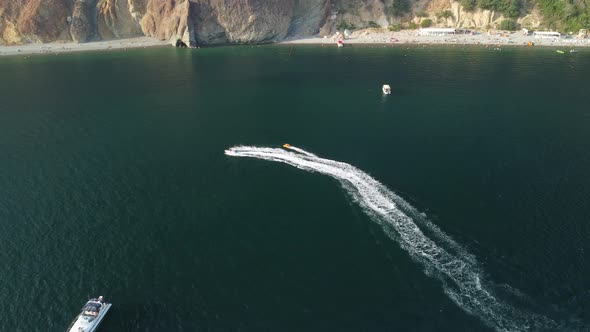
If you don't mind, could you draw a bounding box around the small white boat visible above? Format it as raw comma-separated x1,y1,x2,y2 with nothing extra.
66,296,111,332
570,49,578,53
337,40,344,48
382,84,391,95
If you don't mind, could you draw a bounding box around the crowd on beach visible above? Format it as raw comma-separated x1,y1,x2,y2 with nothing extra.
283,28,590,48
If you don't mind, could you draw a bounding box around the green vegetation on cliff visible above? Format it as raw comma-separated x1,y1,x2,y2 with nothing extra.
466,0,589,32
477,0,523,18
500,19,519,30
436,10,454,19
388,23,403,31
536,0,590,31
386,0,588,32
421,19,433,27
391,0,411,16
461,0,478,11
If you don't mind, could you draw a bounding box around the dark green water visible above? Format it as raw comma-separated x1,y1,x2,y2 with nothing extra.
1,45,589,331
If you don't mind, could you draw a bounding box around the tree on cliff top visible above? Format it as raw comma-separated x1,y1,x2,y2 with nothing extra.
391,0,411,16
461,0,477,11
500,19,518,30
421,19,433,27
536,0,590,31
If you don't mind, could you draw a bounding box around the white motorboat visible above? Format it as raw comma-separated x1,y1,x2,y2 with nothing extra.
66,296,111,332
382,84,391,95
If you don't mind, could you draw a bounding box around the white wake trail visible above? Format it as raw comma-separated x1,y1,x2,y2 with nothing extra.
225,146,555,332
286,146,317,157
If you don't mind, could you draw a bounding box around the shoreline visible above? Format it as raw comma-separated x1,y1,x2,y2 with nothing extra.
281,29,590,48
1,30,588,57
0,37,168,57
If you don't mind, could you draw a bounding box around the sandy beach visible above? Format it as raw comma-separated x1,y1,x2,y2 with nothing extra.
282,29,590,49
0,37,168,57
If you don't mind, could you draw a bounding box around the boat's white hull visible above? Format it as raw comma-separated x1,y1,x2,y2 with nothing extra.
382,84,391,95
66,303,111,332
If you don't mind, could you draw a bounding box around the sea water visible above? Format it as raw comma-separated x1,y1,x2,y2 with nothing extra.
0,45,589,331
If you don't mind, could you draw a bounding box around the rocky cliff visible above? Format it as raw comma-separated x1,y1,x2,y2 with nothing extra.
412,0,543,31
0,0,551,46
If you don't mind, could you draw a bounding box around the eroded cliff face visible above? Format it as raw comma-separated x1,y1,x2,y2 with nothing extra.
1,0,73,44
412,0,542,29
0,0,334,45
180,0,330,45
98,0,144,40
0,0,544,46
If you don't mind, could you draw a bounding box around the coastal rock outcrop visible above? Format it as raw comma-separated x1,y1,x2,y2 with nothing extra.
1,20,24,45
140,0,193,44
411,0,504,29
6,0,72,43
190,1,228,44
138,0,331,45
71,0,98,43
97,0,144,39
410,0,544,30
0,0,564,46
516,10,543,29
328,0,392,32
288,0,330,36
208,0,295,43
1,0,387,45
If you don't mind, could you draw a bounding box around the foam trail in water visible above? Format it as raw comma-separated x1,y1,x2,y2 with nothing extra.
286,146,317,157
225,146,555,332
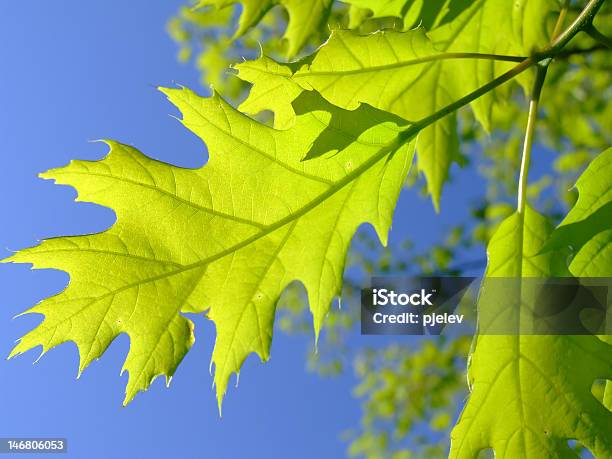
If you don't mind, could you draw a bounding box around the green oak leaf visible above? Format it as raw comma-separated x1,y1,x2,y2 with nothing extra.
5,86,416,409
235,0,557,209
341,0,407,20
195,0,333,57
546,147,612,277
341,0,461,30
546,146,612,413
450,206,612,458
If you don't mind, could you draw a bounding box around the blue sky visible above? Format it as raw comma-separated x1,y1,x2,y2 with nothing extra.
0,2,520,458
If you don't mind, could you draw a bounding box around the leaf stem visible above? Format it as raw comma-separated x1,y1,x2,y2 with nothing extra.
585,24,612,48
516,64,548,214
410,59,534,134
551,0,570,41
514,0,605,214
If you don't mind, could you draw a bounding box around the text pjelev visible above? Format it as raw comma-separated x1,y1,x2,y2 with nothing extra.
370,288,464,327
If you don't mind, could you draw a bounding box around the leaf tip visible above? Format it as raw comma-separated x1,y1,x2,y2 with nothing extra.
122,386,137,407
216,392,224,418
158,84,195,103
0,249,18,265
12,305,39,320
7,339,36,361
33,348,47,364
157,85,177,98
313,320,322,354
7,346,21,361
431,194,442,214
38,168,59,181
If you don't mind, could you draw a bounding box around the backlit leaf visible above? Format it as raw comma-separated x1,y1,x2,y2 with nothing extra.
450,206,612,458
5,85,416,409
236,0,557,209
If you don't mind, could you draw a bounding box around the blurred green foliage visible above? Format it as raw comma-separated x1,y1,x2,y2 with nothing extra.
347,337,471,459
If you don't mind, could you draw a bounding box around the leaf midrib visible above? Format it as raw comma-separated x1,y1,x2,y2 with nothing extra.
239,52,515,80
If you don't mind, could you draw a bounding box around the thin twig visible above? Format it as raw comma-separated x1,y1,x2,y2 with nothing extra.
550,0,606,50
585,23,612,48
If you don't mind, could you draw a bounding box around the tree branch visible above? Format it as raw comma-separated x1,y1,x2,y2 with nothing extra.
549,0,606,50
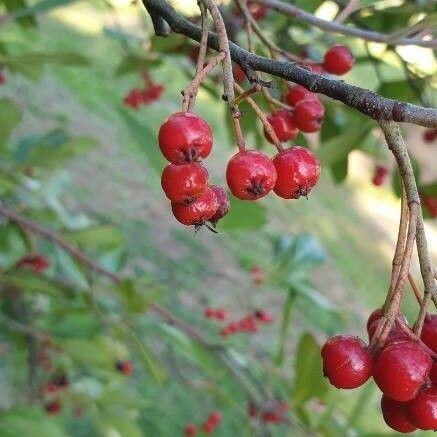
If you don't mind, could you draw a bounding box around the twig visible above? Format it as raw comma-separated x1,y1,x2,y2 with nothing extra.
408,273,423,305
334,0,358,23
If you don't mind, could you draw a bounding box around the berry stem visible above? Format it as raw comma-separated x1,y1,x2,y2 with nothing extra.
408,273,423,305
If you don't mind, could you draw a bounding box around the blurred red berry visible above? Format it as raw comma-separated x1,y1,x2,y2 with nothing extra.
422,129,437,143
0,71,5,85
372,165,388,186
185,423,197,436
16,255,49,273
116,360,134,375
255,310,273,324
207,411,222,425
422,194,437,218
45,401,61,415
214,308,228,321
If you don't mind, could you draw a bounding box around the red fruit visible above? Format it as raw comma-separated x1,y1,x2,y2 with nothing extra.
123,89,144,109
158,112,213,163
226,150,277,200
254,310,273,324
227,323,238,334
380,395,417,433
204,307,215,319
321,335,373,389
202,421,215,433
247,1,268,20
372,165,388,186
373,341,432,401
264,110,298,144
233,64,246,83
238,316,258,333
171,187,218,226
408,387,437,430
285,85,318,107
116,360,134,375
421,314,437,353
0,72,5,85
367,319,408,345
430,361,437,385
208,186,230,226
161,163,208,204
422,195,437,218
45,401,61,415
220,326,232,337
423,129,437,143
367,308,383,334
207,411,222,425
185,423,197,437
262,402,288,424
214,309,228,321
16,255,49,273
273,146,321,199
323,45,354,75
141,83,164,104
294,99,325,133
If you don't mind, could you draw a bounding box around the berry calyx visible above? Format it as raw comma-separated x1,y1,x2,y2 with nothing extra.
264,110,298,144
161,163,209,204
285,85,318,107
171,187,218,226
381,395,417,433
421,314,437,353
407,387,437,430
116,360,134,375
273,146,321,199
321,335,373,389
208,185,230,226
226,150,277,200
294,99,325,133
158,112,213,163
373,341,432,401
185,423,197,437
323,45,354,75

__________________________________________________

**What the exercise asks:**
Pictures in the records above are to be left out of an otherwise exact copy.

**Task solution:**
If you don't mind, could you draw a bounding box around the small white boat visible above? Format it as raw comma-separated x1,y1,x2,y2 with nothing extra.
66,296,111,332
570,49,578,53
337,40,344,48
382,84,391,95
If you don't mind, could you draw a bounding box around the crowd on beach visible above? Format it as raw comma-separated x1,y1,x2,y2 with nothing extra.
283,28,590,48
If you don't mind, could you draw a bounding box around the green vegetation on cliff visible above? Format it as raw comma-separated x1,y1,x2,y2 with nothing extra.
466,0,589,32
477,0,523,18
500,19,519,30
436,10,454,19
388,23,403,31
536,0,590,31
386,0,588,32
421,19,433,27
391,0,411,16
461,0,478,11
If you don't mind, could you draw a bounding box around the dark green water visible above? Format it as raw comma-separated x1,y1,x2,y2 with nothing extra.
1,45,589,331
If you don't mind, could you draw a bounding box around the tree on cliff top visible above? Format it as raw comma-separated x1,y1,x2,y2 with nothing extra.
391,0,411,16
461,0,477,11
500,19,518,30
421,19,433,27
536,0,590,31
If you don't mind, could you draw a bounding box around the white motorboat visible above? Format it as raw comma-separated x1,y1,x2,y2 with nothing extra.
66,296,111,332
382,84,391,95
If you don't mind, could you draw a bounding box around the white wake trail visible above? Format it as raw comma-separated x1,y1,x2,y2 with nothing extra.
225,146,555,332
286,146,317,157
If you don't mind, could you draw a bounding box around the shoreline visible above? Format it as raw comma-separated x1,y1,x2,y2 with nothing extra.
281,29,590,48
1,30,588,57
0,37,168,57
If you don't mind, could you draw a bounding box around the sandy beach visible above? Format it as raw comma-separated x1,y1,x2,y2 with nothing extra.
282,29,590,49
0,37,168,57
If you don't mind, could you draw a bounding box around the boat's white hull visible above? Format it as raw comma-separated x1,y1,x2,y2 with nothing extra.
382,84,391,95
66,303,111,332
If you don't mind, could you draw a bounding box around the sea water visible above? Format it as raw comma-separated x1,y1,x2,y2 with nothing extra.
0,45,589,331
If you don't mind, could you draw a bounding box around the rocky cliff visible above? Format it as raw comma-separated x1,y1,x2,y2 with nothing extra.
412,0,543,31
0,0,551,46
If you don't mind, could you draw a bounding box around the eroded cliff face visible above? Format it as raw comma-separated x1,y1,x2,y2 with nothing extra.
1,0,73,44
412,0,542,29
0,0,334,45
180,0,330,45
98,0,144,40
0,0,544,46
If you don't mind, could you draw a bounding box around the coastal rock outcrop visible above? Format it as raw comma-separated x1,y1,x2,y2 with nothing extra.
1,20,24,45
140,0,193,44
411,0,504,29
6,0,72,43
190,1,228,44
138,0,331,45
71,0,98,43
97,0,144,39
410,0,544,30
0,0,564,46
516,10,543,29
328,0,392,32
288,0,330,36
208,0,295,43
1,0,387,45
If you don't mind, could you draw a bounding box around the foam trail in water visible above? Format it as raw comma-separated x1,y1,x2,y2 with nothing extra.
286,146,317,157
225,146,555,332
If you don't mind, could you draw a bounding box around the green oak leaf visible above? Format it as raw comma-separated x1,y1,x2,y2 with nothing extra.
5,86,416,409
235,0,557,209
341,0,407,20
195,0,333,57
546,147,612,277
341,0,461,30
546,146,612,413
450,206,612,458
If you don't mind, could you draw a bounding box around the blue sky visible above? Format it as raw comma-separated x1,y1,x2,y2 with nothing extra.
0,2,520,458
If you don't mind, could you draw a bounding box around the leaf stem visible above? Format it as raw comma-separated x1,y1,x2,y2 with nothing extra.
585,24,612,48
516,64,548,214
410,59,534,134
551,0,570,41
514,0,605,214
If you don't mind, could you draw a bounding box around the text pjelev visible above? Format it as raw comma-separated x1,y1,x2,y2 with nothing extra.
370,288,464,327
If you don't mind, could you draw a bounding box around the leaf tip visible above? Format it as raw comma-separated x1,y1,x2,y2 with nothing extra.
122,386,137,407
216,392,224,418
158,84,195,103
0,249,18,265
12,305,39,320
7,339,36,361
33,348,47,364
157,85,177,98
313,320,322,354
7,346,21,361
431,194,442,214
38,168,59,181
If you don't mind, could you draw a bounding box around the backlit leaf visible above? Format it as raw comma-separated x1,y1,x2,y2 with nothing extra.
450,206,612,458
5,85,416,409
236,0,557,209
If you don't mind, could you draw a bounding box around the blurred green foliage visible above? Format it as raw comma-separated x1,y1,x2,y2 with nothing extra.
347,337,471,459
If you don't mind, could you draw a bounding box around the leaf midrib visible above? Format it as raw comma-separated x1,y1,x2,y2 with nothing extra.
239,52,515,80
If you don't mind, could you draw a bounding box around the thin twig visible above? Format it as raw comma-separated x1,y1,x2,y2 with nothing extra.
550,0,606,50
585,23,612,48
If you don't mind, could you draw a bounding box around the tree branch visible above? Format it as raw comma-separated x1,y1,x2,y2 with nothing extra.
549,0,606,50
If you don't mind, could you draw a bounding box around the twig visible above? Format it as raw comma-separated x1,y1,x2,y2 with nothing extra.
408,273,423,305
334,0,358,23
If you don't mind, could you draw a bounding box around the berry stem visible above? Format it as raw comma-separated x1,y1,x2,y2 with nothing extra.
408,273,423,305
If you don't mind, could you draw a bounding box around the blurred red berry visible above? Format it as raw comma-separated x1,y1,x2,y2 with nothing extra.
422,129,437,143
0,71,5,85
372,165,388,186
185,423,197,436
16,255,49,273
116,360,134,375
255,310,273,324
207,411,222,425
422,194,437,218
45,401,61,415
214,308,228,321
If you don't mind, could you draw a bounding box around the red fruit visible above? Format it as raw comma-separated x1,y1,x2,y2 with nothing extra.
123,89,144,109
158,112,213,163
226,150,277,200
254,310,273,324
227,323,238,334
380,395,417,433
204,307,215,319
321,335,373,389
202,421,215,433
247,1,268,20
372,165,388,186
373,341,432,401
264,110,298,144
233,64,246,83
238,316,258,333
171,187,218,226
408,387,437,430
285,85,318,107
116,360,134,375
421,314,437,353
0,72,5,85
367,319,408,345
430,361,437,385
208,186,230,226
161,163,208,204
422,195,437,218
45,401,61,415
220,326,232,337
423,129,437,143
367,308,383,334
207,411,222,425
185,423,197,437
262,402,288,424
214,309,228,321
16,255,49,273
273,146,321,199
323,45,354,75
141,83,164,104
294,99,325,133
If you don't mind, could you draw a bounding box around the berry calyx visible above? Format it as raw comma-separated x1,y1,x2,y2 with nothing extra.
264,110,298,144
161,163,209,204
285,85,318,107
171,187,218,226
381,395,417,433
421,314,437,353
407,387,437,430
116,360,134,375
273,146,321,199
321,335,373,389
208,185,230,226
226,150,277,200
294,99,325,133
158,112,213,163
373,341,432,401
185,423,197,437
323,45,354,75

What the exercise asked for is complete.